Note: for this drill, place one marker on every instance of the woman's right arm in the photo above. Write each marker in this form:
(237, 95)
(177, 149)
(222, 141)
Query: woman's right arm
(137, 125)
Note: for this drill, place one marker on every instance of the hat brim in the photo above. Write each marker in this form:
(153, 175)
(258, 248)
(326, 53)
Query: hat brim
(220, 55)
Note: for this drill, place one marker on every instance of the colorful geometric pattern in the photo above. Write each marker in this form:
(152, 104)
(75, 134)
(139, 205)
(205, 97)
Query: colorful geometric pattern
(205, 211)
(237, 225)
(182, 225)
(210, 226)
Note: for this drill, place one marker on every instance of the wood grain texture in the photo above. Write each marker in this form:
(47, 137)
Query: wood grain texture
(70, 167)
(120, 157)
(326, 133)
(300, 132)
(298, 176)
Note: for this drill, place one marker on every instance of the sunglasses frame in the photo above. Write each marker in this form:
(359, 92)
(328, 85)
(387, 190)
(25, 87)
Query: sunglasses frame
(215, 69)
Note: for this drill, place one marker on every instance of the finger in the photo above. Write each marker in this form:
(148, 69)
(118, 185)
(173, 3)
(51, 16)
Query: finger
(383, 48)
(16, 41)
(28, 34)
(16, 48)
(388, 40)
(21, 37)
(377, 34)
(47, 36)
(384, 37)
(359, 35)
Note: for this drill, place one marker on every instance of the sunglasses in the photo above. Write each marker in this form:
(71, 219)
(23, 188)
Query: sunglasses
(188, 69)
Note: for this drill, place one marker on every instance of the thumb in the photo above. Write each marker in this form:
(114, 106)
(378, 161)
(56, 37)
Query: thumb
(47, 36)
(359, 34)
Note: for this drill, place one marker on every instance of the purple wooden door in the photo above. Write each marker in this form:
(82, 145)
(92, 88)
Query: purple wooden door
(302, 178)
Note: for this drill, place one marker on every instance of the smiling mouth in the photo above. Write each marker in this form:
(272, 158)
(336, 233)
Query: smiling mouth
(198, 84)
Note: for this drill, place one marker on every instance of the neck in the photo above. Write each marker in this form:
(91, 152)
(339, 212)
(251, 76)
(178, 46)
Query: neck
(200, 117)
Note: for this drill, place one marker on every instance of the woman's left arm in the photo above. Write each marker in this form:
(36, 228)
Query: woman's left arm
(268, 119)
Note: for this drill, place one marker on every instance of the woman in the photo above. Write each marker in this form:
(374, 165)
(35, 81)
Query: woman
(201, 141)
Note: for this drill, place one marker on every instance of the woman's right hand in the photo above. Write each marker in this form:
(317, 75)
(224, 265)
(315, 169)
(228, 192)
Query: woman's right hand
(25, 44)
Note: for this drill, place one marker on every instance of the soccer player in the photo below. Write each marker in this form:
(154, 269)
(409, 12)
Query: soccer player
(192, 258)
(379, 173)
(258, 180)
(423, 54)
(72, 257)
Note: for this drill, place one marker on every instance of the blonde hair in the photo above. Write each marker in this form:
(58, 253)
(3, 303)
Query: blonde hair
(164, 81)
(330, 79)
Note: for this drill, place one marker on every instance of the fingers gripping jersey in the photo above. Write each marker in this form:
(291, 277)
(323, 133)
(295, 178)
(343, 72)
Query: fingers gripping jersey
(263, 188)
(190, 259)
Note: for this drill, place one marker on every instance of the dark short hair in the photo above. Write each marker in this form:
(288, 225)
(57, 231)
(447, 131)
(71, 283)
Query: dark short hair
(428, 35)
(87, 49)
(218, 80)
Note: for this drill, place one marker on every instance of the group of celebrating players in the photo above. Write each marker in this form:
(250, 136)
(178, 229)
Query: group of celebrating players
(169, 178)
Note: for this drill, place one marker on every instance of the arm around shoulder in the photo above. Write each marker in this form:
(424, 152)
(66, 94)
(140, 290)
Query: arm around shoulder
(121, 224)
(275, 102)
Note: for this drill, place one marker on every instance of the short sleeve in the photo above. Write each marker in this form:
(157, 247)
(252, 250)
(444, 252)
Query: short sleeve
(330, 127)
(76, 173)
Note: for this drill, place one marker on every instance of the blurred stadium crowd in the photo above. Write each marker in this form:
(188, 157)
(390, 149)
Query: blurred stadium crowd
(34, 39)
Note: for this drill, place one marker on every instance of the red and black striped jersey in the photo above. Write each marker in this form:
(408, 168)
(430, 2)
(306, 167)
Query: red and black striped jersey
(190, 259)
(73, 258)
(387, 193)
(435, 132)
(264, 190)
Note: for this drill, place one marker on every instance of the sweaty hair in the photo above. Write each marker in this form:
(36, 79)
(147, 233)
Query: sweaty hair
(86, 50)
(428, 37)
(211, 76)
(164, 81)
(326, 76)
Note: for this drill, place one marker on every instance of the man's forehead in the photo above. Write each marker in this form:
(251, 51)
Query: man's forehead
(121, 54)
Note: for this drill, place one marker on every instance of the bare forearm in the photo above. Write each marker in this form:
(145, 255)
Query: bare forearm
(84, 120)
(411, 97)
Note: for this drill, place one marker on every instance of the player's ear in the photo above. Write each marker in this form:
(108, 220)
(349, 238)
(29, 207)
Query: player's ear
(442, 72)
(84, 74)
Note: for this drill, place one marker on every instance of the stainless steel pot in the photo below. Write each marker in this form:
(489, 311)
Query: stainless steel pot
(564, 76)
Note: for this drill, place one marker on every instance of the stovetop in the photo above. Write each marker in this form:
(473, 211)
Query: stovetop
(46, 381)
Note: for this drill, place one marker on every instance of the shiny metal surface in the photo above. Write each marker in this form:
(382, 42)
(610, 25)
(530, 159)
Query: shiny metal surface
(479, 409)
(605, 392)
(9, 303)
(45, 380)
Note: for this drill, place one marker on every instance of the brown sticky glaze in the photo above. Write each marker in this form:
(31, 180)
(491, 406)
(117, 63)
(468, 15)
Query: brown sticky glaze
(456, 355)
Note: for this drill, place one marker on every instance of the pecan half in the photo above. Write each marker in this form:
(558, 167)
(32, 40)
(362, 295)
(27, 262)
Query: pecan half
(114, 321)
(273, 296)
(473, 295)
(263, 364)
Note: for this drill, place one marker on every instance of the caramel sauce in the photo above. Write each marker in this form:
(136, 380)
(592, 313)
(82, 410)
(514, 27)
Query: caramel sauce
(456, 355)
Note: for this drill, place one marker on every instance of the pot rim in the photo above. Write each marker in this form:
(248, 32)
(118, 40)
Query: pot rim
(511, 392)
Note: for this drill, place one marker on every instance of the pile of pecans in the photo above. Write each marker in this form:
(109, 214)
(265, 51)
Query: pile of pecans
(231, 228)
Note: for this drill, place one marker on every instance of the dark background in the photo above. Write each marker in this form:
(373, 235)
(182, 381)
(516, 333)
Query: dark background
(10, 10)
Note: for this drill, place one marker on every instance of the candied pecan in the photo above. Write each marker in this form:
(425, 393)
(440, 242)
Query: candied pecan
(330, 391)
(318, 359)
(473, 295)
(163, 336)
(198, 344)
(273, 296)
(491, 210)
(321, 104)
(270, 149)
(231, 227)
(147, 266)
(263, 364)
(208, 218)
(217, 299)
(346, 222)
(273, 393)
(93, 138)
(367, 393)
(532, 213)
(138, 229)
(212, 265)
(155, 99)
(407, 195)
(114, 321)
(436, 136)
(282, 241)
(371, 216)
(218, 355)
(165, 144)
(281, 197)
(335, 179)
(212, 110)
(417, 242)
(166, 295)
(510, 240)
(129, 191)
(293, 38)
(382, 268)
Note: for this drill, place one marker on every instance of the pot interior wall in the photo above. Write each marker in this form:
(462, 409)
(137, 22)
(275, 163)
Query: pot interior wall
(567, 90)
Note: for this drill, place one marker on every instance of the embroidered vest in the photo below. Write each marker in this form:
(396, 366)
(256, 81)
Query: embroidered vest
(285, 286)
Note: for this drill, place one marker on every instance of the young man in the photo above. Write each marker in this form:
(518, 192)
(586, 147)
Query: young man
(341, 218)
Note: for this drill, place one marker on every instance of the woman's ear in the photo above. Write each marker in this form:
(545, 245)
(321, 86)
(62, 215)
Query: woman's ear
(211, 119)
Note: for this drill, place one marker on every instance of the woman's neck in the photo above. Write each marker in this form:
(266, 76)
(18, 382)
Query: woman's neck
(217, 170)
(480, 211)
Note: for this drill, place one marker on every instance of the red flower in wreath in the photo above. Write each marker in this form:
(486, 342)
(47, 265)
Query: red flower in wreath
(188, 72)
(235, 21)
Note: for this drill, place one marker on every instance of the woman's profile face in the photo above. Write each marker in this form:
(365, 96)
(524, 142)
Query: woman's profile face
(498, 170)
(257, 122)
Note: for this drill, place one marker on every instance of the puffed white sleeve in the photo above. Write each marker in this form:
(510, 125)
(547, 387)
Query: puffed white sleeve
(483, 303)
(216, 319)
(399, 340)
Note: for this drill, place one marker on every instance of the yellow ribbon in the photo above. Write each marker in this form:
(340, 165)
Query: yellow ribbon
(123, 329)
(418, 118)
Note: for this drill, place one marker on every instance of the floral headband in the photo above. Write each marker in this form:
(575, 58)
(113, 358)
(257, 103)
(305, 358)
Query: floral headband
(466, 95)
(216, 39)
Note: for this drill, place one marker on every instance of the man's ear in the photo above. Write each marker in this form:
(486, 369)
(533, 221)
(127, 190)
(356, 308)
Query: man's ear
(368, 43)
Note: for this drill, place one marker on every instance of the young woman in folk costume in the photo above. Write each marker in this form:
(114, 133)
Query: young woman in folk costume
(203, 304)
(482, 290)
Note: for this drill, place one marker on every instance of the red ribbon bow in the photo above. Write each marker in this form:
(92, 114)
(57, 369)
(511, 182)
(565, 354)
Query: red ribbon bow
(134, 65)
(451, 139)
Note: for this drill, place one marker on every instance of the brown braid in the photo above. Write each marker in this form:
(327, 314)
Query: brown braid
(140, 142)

-------------------------

-- EXERCISE OBJECTIVE --
Given the records above, return exactly the lines starting at the line containing "Query: shiny metal surface" and ending at the line containing "of the embroidered", including both.

-- SOLUTION TO THIS PROBLEM --
Query: shiny metal surface
(479, 409)
(605, 392)
(9, 303)
(45, 380)
Note: for this drill, place one marker on every instance of the brown sticky glaze in the photo above. Write each marker in this form:
(31, 180)
(491, 406)
(117, 63)
(468, 15)
Query: brown sticky glaze
(456, 355)
Note: for this drill, place one marker on every instance of the pecan half in the photo above. Write each marker in this form:
(558, 167)
(32, 40)
(362, 295)
(27, 262)
Query: pecan half
(114, 321)
(273, 296)
(473, 295)
(263, 364)
Note: for this drill, place one marker on every instance of the caramel sauce in the photo above. Write each marker in this form:
(136, 380)
(592, 313)
(82, 410)
(514, 27)
Query: caramel sauce
(456, 355)
Note: for this drill, place one marker on every instance of the pot rim in the photo above. Write each marker in this form:
(248, 32)
(118, 40)
Query: pot rim
(511, 392)
Note: for this drill, place one marker on every instance of the pile of pecans in the photo above. Write each marker in this form:
(109, 214)
(265, 51)
Query: pile of pecans
(231, 228)
Note: for this drill, place one marker on every instance of the dark background in the photo above. Write each marker in this form:
(373, 235)
(182, 381)
(516, 333)
Query: dark background
(10, 10)
Note: for this drill, place one marker on every instance of the candied pecan in the photo above. Write each marker in this form:
(425, 393)
(440, 242)
Query: candied pecan
(330, 391)
(318, 359)
(473, 295)
(163, 336)
(198, 344)
(273, 296)
(491, 210)
(321, 104)
(270, 149)
(231, 227)
(147, 266)
(263, 364)
(208, 218)
(217, 299)
(346, 222)
(273, 393)
(93, 138)
(367, 393)
(532, 213)
(138, 229)
(212, 265)
(155, 99)
(407, 195)
(114, 321)
(436, 136)
(282, 241)
(371, 216)
(218, 355)
(165, 144)
(281, 197)
(335, 179)
(212, 110)
(417, 242)
(166, 295)
(510, 240)
(129, 191)
(293, 38)
(382, 268)
Note: for this drill, place one marker on every instance of the pot interior wall in the photo above. Write each marker in this form:
(462, 409)
(137, 22)
(275, 163)
Query: pot interior wall
(567, 90)
Note: for this drill, place one marker on every instance of the embroidered vest in the photo below. Write each marker in this form:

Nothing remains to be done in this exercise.